TASK BRIEF:
Revise the listing below, swapping every "instance" for "occurrence" and changing nothing else, then give the lines again without the pictures.
::: INFORMATION SUPPLIED
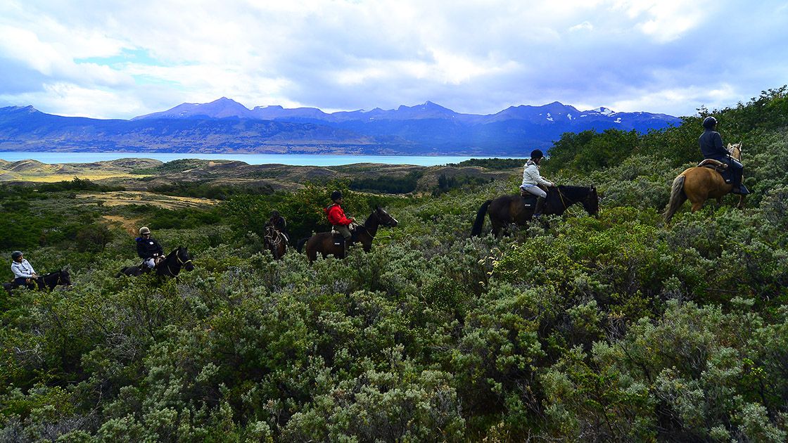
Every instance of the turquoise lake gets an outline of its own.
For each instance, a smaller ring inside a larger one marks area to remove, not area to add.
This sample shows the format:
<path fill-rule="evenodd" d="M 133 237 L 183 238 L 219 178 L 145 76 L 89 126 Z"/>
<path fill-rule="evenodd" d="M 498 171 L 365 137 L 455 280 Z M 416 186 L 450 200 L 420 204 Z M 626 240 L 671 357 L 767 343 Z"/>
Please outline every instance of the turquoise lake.
<path fill-rule="evenodd" d="M 0 152 L 0 159 L 6 162 L 37 160 L 43 163 L 90 163 L 118 158 L 154 158 L 171 162 L 181 158 L 204 160 L 238 160 L 250 165 L 281 164 L 297 166 L 336 166 L 353 163 L 385 163 L 388 165 L 416 165 L 434 166 L 459 163 L 470 158 L 489 158 L 485 155 L 466 156 L 411 156 L 411 155 L 322 155 L 307 154 L 199 154 L 199 153 L 143 153 L 143 152 Z"/>

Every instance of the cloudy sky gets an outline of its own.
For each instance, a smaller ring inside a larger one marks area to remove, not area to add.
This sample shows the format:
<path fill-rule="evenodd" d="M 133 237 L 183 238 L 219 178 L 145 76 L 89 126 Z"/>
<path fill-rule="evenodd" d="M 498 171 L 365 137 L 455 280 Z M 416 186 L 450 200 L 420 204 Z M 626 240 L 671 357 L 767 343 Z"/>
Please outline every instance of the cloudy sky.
::::::
REPLY:
Every occurrence of the turquoise lake gets an outline of its own.
For each occurrence, a smaller ring inside a larger one marks area to remove, not area to add.
This sample shows the format:
<path fill-rule="evenodd" d="M 133 237 L 183 238 L 219 178 L 145 76 L 89 126 Z"/>
<path fill-rule="evenodd" d="M 498 171 L 365 137 L 455 280 Z M 416 186 L 450 200 L 420 204 Z M 626 240 L 671 357 L 767 343 Z"/>
Please outline every occurrence of the turquoise lake.
<path fill-rule="evenodd" d="M 0 152 L 0 159 L 6 162 L 37 160 L 43 163 L 90 163 L 118 158 L 154 158 L 171 162 L 181 158 L 204 160 L 238 160 L 250 165 L 281 164 L 297 166 L 336 166 L 353 163 L 385 163 L 388 165 L 416 165 L 434 166 L 459 163 L 470 158 L 489 158 L 485 155 L 466 156 L 411 156 L 411 155 L 322 155 L 307 154 L 199 154 L 199 153 L 143 153 L 143 152 Z"/>

Every occurrence of the cloudy sky gets an outline of its own.
For each occurrence, a smaller ring inside a larger one marks area to remove, not area to add.
This sample shows the format:
<path fill-rule="evenodd" d="M 133 237 L 183 238 L 219 178 L 145 76 L 89 126 Z"/>
<path fill-rule="evenodd" d="M 498 171 L 365 137 L 455 280 Z M 416 186 L 450 200 L 420 204 Z M 626 240 L 671 357 L 767 343 Z"/>
Please outline every occurrence of the cloudy sky.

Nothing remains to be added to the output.